Set exercise:
Rewrite all of the material below as a numbered list with one entry per line, omitting blank lines.

Listing:
[start]
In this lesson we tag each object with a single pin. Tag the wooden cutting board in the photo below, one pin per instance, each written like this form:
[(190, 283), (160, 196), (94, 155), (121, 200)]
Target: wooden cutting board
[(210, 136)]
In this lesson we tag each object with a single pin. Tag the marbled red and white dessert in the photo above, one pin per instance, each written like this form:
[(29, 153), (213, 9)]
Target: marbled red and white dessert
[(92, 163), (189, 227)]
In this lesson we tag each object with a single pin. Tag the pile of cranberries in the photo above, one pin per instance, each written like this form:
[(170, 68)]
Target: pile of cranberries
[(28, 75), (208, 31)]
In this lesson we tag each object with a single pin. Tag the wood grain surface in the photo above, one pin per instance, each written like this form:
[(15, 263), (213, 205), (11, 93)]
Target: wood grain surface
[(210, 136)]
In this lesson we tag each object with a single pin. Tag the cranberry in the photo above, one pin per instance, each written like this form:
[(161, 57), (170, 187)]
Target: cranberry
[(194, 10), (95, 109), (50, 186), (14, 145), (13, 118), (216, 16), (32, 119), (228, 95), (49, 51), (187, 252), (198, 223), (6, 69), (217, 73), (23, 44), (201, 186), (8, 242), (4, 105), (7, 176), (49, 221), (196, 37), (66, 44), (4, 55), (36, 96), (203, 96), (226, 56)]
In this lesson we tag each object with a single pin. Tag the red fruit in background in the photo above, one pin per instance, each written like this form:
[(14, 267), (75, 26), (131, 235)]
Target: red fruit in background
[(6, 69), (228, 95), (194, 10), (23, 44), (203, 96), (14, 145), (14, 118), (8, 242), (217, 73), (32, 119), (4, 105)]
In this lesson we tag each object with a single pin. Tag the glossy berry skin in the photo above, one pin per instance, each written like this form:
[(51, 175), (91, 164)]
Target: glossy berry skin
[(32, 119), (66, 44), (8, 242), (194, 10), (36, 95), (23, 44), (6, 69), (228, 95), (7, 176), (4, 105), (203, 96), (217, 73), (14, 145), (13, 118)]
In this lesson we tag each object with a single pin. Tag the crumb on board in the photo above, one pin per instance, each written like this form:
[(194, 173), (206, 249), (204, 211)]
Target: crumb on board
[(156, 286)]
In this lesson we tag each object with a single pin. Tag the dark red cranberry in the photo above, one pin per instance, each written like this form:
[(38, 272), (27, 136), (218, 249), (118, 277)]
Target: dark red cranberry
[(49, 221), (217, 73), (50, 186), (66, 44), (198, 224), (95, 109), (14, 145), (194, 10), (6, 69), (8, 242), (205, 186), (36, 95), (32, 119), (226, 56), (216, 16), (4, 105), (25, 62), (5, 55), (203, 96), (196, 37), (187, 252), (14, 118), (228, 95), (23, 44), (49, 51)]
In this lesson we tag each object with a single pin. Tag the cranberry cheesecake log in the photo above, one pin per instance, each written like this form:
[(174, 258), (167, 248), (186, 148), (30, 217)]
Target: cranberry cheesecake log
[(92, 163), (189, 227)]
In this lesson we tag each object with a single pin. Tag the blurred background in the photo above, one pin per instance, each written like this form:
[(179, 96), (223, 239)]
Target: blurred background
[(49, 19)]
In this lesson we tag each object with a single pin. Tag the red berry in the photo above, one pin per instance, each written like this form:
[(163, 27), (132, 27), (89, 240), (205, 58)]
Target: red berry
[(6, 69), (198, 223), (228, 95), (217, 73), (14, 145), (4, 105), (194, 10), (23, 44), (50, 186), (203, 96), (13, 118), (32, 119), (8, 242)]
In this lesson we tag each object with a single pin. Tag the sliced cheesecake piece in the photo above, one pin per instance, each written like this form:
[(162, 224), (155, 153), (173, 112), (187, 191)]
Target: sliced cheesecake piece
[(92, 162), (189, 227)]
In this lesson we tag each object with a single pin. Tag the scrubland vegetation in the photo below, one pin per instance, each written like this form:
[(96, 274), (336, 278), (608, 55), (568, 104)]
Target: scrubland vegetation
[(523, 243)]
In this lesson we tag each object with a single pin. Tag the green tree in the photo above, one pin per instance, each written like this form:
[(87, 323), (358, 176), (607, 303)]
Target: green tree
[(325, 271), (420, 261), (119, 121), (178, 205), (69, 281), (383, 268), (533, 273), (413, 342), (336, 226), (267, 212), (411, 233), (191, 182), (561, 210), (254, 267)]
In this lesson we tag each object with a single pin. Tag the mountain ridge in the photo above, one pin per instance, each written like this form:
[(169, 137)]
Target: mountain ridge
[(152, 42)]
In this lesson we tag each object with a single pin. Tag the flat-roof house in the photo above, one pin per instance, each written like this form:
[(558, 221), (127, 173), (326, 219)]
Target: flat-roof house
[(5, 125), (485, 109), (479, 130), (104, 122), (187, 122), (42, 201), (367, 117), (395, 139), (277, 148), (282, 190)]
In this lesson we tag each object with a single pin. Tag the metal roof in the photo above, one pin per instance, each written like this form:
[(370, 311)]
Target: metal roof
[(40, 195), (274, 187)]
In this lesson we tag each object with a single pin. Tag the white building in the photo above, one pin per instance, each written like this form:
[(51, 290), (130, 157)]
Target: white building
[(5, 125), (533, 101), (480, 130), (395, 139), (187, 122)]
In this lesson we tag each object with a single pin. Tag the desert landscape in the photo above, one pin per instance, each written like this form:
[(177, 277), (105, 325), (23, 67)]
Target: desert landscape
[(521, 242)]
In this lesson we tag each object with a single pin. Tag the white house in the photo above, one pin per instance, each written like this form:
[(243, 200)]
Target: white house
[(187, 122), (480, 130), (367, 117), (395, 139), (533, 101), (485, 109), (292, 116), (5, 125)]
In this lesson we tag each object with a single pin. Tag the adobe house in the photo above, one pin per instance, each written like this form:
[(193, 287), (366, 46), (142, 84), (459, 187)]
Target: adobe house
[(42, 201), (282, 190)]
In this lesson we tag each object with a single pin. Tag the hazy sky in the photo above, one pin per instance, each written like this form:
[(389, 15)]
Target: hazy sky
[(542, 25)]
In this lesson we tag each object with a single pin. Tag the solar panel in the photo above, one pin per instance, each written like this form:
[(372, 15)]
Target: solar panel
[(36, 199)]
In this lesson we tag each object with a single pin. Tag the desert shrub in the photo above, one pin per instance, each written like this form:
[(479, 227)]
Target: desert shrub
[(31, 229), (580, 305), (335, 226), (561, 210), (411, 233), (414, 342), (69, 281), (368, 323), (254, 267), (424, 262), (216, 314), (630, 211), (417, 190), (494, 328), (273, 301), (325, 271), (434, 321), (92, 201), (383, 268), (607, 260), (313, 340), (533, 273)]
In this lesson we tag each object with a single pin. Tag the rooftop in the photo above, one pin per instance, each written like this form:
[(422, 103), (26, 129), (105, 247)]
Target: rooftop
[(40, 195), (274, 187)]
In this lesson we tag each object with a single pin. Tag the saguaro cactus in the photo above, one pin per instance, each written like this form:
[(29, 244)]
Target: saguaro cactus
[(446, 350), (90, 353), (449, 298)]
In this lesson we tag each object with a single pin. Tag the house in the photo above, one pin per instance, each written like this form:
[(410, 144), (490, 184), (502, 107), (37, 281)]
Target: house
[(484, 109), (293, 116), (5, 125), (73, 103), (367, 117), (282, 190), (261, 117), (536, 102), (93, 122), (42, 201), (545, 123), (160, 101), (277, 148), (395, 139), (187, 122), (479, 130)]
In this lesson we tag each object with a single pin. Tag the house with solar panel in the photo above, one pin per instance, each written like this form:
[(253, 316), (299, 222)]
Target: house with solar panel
[end]
Result of this task:
1. In this lesson we tag each object with a single pin. Tag the wooden cutting board in the photo below, one pin per instance, each written like this form:
2. [(190, 283), (160, 196), (94, 155), (121, 200)]
3. Target: wooden cutting board
4. [(210, 136)]
5. In this lesson we tag each object with a single pin. Tag the marbled red and white dessert in the photo above, one pin per instance, each written like this form:
6. [(29, 153), (213, 9)]
7. Target: marbled red and white dessert
8. [(92, 163), (189, 227)]
9. In this lesson we tag each object with a single pin. Tag the pile of cranberries in the photo above, one pin per instance, each written like this form:
10. [(170, 68)]
11. Target: pile of cranberries
12. [(28, 75), (208, 31)]
13. In this lesson we tag each object with a single pin. Tag the wood grain surface in the photo above, one pin per instance, each written like this form:
14. [(15, 263), (213, 205), (11, 93)]
15. Target: wood grain surface
16. [(210, 136)]
17. In this lesson we tag each object with a single pin. Tag the cranberry in the photo above, one pin per instance, each written like this form:
18. [(161, 57), (170, 187)]
19. Target: cranberry
20. [(194, 10), (95, 109), (50, 186), (14, 145), (13, 118), (216, 16), (32, 119), (228, 95), (49, 51), (187, 252), (198, 223), (6, 69), (217, 73), (23, 44), (201, 186), (8, 242), (4, 105), (7, 176), (49, 221), (196, 37), (66, 44), (4, 55), (36, 96), (203, 96), (226, 56)]
21. In this lesson we tag each object with a single pin. Tag the red fruit in background in the photo above, one pin per instance, each written like this form:
22. [(14, 267), (75, 26), (131, 235)]
23. Target: red fruit in background
24. [(6, 69), (228, 95), (194, 10), (23, 44), (203, 96), (14, 145), (14, 118), (8, 242), (217, 73), (32, 119), (4, 105)]
25. In this lesson we tag each object with a single pin. Tag the glossy berry skin in the photo above, one pin per instance, each written like this form:
26. [(51, 175), (91, 164)]
27. Target: glossy berry skin
28. [(32, 119), (66, 44), (8, 242), (194, 10), (36, 95), (23, 44), (6, 69), (228, 95), (7, 176), (4, 105), (203, 96), (217, 73), (14, 145), (13, 118)]
29. In this lesson we tag each object with a single pin. Tag the crumb on board in the photo above, one pin per instance, each written like this form:
30. [(194, 173), (206, 249), (204, 211)]
31. Target: crumb on board
32. [(156, 286)]
33. In this lesson we tag each object with a single pin. Tag the dark red cranberry in the photo above, one pin per instance, each written like this form:
34. [(38, 272), (27, 136), (218, 249), (118, 277)]
35. Target: dark red cranberry
36. [(49, 221), (217, 73), (50, 186), (66, 44), (198, 224), (95, 109), (14, 145), (194, 10), (6, 69), (8, 242), (205, 186), (36, 95), (32, 119), (226, 56), (216, 16), (4, 105), (25, 62), (5, 55), (203, 96), (196, 37), (187, 252), (14, 118), (228, 95), (23, 44), (49, 51)]
37. In this lesson we tag each object with a single pin. Tag the cranberry cheesecake log in the photo above, one pin per instance, each written like this form:
38. [(174, 258), (167, 248), (186, 148), (30, 217)]
39. Target: cranberry cheesecake log
40. [(92, 163), (189, 227)]
41. In this lesson we tag each object with a single pin. Tag the blurred background in the photo above, one pin per instance, each written like this form:
42. [(179, 96), (223, 239)]
43. Target: blurred background
44. [(49, 19)]
45. In this lesson we tag each object with a single pin. Tag the red berry in the photo above, one pin per instance, each written like this form:
46. [(163, 27), (132, 27), (89, 240), (205, 58)]
47. Target: red berry
48. [(6, 69), (198, 223), (228, 95), (217, 73), (14, 145), (4, 105), (194, 10), (23, 44), (50, 186), (203, 96), (13, 118), (32, 119), (8, 242)]
49. In this lesson we tag each object with a single pin. Tag the sliced cheesecake piece in the photo above, one pin per instance, each written like this form:
50. [(162, 224), (155, 153), (173, 112), (187, 191)]
51. Target: sliced cheesecake piece
52. [(92, 162), (189, 227)]
53. In this lesson we tag each object with a single pin. Tag the scrubland vegetation in the photo below, one pin per instance, each written like this form:
54. [(96, 274), (336, 278), (608, 55), (568, 104)]
55. Target: scrubland vegetation
56. [(523, 243)]
57. In this lesson we tag each object with a single pin. Tag the green tree in the photo above, one pin per instance, each written like this form:
58. [(87, 323), (358, 176), (607, 303)]
59. Target: green tree
60. [(325, 271), (420, 261), (119, 121), (178, 205), (69, 281), (383, 268), (533, 273), (413, 342), (336, 226), (267, 212), (411, 233), (191, 182), (561, 210), (254, 267)]
61. In this lesson we tag each object with a single pin. Tag the mountain ridge in the photo above, one pin per instance, each written like this form:
62. [(169, 137)]
63. Target: mountain ridge
64. [(152, 42)]
65. In this lesson we tag each object with a single pin. Tag the flat-roof house in the photo above, one pin per instance, each written like this form:
66. [(558, 221), (127, 173), (326, 219)]
67. Target: flat-roof house
68. [(5, 125), (485, 109), (479, 130), (104, 122), (187, 122), (42, 201), (367, 117), (395, 139), (277, 148), (282, 190)]
69. In this lesson we tag each object with a single pin. Tag the metal roof in the photo above, one pin per instance, each written like this form:
70. [(370, 311)]
71. Target: metal roof
72. [(40, 195), (274, 187)]
73. In this lesson we tag each object with a single pin. Tag the white building in the photo above, one pin per instance, each written like this form:
74. [(51, 290), (130, 157)]
75. Target: white building
76. [(5, 125), (533, 101), (480, 130), (395, 139), (187, 122)]
77. In this lesson we tag each object with a single pin. Tag the desert landscape in the photo above, one pin per instance, each written like this form:
78. [(177, 277), (105, 325), (23, 67)]
79. Target: desert landscape
80. [(521, 242)]
81. In this lesson we tag each object with a single pin. Tag the white house in the photo above, one pin per instance, each written like this form:
82. [(243, 200)]
83. Target: white house
84. [(187, 122), (480, 130), (367, 117), (395, 139), (533, 101), (485, 109), (292, 116), (5, 125)]
85. In this lesson we tag each object with a single pin. Tag the adobe house in the photo above, one pin per instance, each written like this form:
86. [(193, 287), (366, 46), (142, 84), (459, 187)]
87. Target: adobe house
88. [(42, 201), (282, 190)]
89. In this lesson we tag each object with a single pin. Tag the hazy sky in the photo above, one pin per instance, each written like this form:
90. [(389, 15)]
91. Target: hazy sky
92. [(542, 25)]
93. In this lesson we tag each object with a single pin. Tag the solar panel in the photo above, one pin per instance, each written like this form:
94. [(372, 15)]
95. Target: solar panel
96. [(36, 199)]
97. In this lesson we tag each object with a single pin. Tag the desert shrub in the photo above, one pin per instance, each written like this form:
98. [(479, 227)]
99. Target: desert shrub
100. [(31, 229), (580, 305), (335, 226), (561, 210), (411, 233), (414, 342), (69, 281), (368, 323), (254, 267), (424, 262), (216, 314), (630, 211), (417, 190), (494, 328), (273, 301), (325, 271), (434, 321), (92, 201), (383, 268), (607, 260), (313, 340), (533, 273)]
101. In this lesson we tag each object with a single pin. Tag the rooftop in the photo above, one pin per instance, each written like this form:
102. [(422, 103), (26, 129), (105, 247)]
103. Target: rooftop
104. [(40, 195), (274, 187)]
105. In this lesson we tag each object with a single pin. Tag the saguaro cactus in the photo above, one pin per instance, each written like this form:
106. [(29, 244)]
107. Target: saguaro cactus
108. [(446, 350), (90, 353), (449, 298)]
109. In this lesson we tag each object with a single pin. Tag the house in the photo above, one pin per instance, each written like this form:
110. [(410, 144), (490, 184), (502, 107), (37, 281)]
111. Target: house
112. [(484, 109), (293, 116), (5, 125), (73, 103), (367, 117), (282, 190), (261, 117), (536, 102), (93, 122), (42, 201), (545, 123), (160, 101), (277, 148), (395, 139), (187, 122), (479, 130)]
113. In this lesson we tag each object with a single pin. Tag the house with solar panel in the photo above, one pin per instance, each written like this form:
114. [(253, 316), (299, 222)]
115. Target: house with solar panel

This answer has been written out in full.